Begin DATASET EXCERPTS
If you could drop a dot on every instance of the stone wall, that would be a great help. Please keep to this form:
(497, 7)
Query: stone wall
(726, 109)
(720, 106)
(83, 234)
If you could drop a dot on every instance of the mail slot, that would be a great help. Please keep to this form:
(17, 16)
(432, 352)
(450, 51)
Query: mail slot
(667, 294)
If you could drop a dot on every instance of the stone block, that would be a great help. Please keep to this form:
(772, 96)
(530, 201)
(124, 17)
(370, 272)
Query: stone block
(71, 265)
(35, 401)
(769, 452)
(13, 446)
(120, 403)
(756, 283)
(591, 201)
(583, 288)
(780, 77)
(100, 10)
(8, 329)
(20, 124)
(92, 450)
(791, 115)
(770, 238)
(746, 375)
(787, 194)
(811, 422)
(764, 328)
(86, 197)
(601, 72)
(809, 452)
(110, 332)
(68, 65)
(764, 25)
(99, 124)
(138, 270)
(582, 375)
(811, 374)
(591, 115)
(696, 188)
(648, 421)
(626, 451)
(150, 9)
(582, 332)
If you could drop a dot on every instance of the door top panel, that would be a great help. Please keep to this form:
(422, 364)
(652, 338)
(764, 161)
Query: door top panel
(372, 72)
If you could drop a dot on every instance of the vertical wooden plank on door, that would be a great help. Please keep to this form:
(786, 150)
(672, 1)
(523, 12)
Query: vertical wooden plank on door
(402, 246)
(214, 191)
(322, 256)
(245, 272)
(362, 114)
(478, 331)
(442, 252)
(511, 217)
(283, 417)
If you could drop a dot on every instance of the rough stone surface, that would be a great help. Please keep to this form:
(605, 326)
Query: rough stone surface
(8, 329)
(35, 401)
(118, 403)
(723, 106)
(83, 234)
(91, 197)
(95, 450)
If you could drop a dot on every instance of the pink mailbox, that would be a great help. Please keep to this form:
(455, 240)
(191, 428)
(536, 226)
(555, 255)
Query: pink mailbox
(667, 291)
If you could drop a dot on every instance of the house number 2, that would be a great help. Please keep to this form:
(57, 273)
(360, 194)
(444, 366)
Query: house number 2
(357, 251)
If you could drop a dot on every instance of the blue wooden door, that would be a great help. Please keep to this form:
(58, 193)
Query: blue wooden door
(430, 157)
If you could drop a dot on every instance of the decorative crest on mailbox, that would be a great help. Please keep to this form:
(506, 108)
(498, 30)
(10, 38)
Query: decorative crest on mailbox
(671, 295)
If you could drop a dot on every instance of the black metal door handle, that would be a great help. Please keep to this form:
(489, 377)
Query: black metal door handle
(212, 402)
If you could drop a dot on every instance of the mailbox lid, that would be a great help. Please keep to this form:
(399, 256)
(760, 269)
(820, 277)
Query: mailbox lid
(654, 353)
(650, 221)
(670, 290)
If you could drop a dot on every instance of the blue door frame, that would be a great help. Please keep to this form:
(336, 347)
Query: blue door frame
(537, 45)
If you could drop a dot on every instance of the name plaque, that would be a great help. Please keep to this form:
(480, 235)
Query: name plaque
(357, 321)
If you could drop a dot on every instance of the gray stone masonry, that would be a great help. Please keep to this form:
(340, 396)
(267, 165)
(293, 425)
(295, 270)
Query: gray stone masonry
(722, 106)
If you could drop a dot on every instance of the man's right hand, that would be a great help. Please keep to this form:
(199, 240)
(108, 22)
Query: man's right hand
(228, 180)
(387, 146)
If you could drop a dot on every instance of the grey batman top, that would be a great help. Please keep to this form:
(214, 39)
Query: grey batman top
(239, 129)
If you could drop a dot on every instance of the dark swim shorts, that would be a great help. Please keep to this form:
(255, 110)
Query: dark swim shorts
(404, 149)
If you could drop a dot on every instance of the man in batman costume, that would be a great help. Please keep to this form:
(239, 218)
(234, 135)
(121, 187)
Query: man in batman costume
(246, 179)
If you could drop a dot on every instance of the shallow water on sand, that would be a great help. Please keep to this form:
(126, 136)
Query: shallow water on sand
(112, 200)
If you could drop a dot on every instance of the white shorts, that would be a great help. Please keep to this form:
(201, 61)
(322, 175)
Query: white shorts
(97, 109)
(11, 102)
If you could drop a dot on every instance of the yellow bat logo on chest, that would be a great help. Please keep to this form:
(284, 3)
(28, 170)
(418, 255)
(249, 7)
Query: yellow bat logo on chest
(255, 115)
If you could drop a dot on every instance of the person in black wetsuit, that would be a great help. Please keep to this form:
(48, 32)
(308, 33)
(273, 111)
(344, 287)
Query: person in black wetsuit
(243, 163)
End DATASET EXCERPTS
Retype the whole listing above exactly.

If you could drop a dot on every instance of the stone wall, that would be a great help. Please keep to this form:
(497, 7)
Query: stone wall
(726, 109)
(720, 106)
(83, 234)
If you could drop a dot on every instance of the mail slot, that would be a great help. Please keep to this form:
(17, 16)
(432, 352)
(450, 51)
Query: mail slot
(667, 294)
If you could drop a dot on every instance of the stone block, that would be a great help. Please keep to this form:
(772, 96)
(530, 201)
(124, 17)
(370, 272)
Query: stone block
(71, 265)
(35, 401)
(769, 452)
(13, 446)
(120, 403)
(756, 283)
(591, 201)
(583, 288)
(780, 77)
(100, 10)
(8, 329)
(20, 124)
(92, 450)
(791, 115)
(770, 238)
(746, 375)
(787, 194)
(811, 422)
(764, 328)
(86, 197)
(601, 72)
(809, 452)
(110, 332)
(68, 65)
(764, 25)
(99, 124)
(138, 270)
(582, 375)
(811, 374)
(591, 115)
(696, 188)
(648, 421)
(626, 451)
(150, 9)
(582, 332)
If you could drop a dot on every instance of the door top panel, that would be a great help. Please keep to this form:
(422, 364)
(652, 338)
(764, 161)
Query: door top panel
(372, 72)
If you could drop a dot on every instance of the vertical wooden plank on door, that would be a great help. Please keep to this form:
(786, 150)
(672, 1)
(523, 12)
Query: vertical wooden plank on door
(402, 246)
(214, 191)
(322, 256)
(245, 272)
(362, 114)
(478, 331)
(442, 252)
(511, 217)
(283, 417)
If you could drop a dot on every instance of the rough stone surface, that would be a great help. Please keep to this form:
(605, 326)
Query: rough stone surface
(8, 329)
(35, 401)
(118, 403)
(723, 106)
(83, 234)
(91, 197)
(95, 450)
If you could drop a dot on every instance of the pink mailbox, that would be a great help. Please keep to this form:
(455, 240)
(191, 428)
(536, 226)
(555, 255)
Query: pink mailbox
(667, 291)
If you could drop a dot on every instance of the house number 2, that would be a great help. Please keep to this form:
(57, 273)
(360, 194)
(444, 366)
Query: house number 2
(357, 251)
If you could drop a dot on every instance of the blue wooden door, that would be a great help. Please keep to this form:
(58, 193)
Query: blue wooden door
(430, 157)
If you could drop a dot on every instance of the decorative crest on mailbox, that would be a great help. Please keep to this form:
(506, 108)
(498, 30)
(10, 38)
Query: decorative crest on mailbox
(671, 295)
If you could drop a dot on every instance of the black metal door handle, that would be a great help. Please keep to this form:
(489, 377)
Query: black metal door handle
(212, 402)
If you could drop a dot on every instance of the mailbox lid, that would be a great help. Please keep to this form:
(399, 256)
(760, 269)
(820, 277)
Query: mailbox lid
(654, 353)
(650, 221)
(670, 290)
If you could drop a dot on every instance of the blue door frame, that would be a great help. Please keep to this form:
(336, 347)
Query: blue door frame
(537, 45)
If you could drop a dot on every instance of the name plaque, that would be a great help. Please keep to this form:
(480, 235)
Query: name plaque
(357, 321)
If you could drop a dot on every instance of the gray stone masonry, that would be a great help. Please keep to this form:
(340, 396)
(267, 165)
(293, 425)
(295, 270)
Query: gray stone masonry
(722, 106)
If you could drop a dot on every instance of the man's right hand, that would be a great help. Please keep to this form:
(199, 240)
(108, 22)
Query: man's right hand
(228, 180)
(387, 146)
If you could drop a dot on every instance of the grey batman top, that would be a great help. Please keep to this form:
(214, 39)
Query: grey batman top
(239, 129)
If you could drop a dot on every instance of the dark swim shorts, that would be a great help. Please keep to this form:
(255, 110)
Query: dark swim shorts
(404, 149)
If you could drop a dot on every instance of the man in batman costume, that would be a great help. Please keep to this form:
(239, 218)
(234, 135)
(121, 187)
Query: man in batman costume
(246, 179)
If you could drop a dot on every instance of the shallow water on sand, that would be a great help. Please keep to this form:
(126, 136)
Query: shallow water on sand
(112, 200)
If you could drop a dot on every instance of the white shorts, that would be a great help. Please keep to this form:
(201, 61)
(322, 175)
Query: white shorts
(97, 109)
(11, 102)
If you could drop a dot on every instance of the yellow bat logo on chest, that would be a great help. Please keep to this form:
(284, 3)
(28, 170)
(418, 255)
(249, 7)
Query: yellow bat logo on chest
(255, 115)
If you could drop a dot on every instance of the person in black wetsuit, that would be a great help. Please keep to this form:
(48, 32)
(308, 33)
(273, 111)
(344, 287)
Query: person in black wetsuit
(243, 163)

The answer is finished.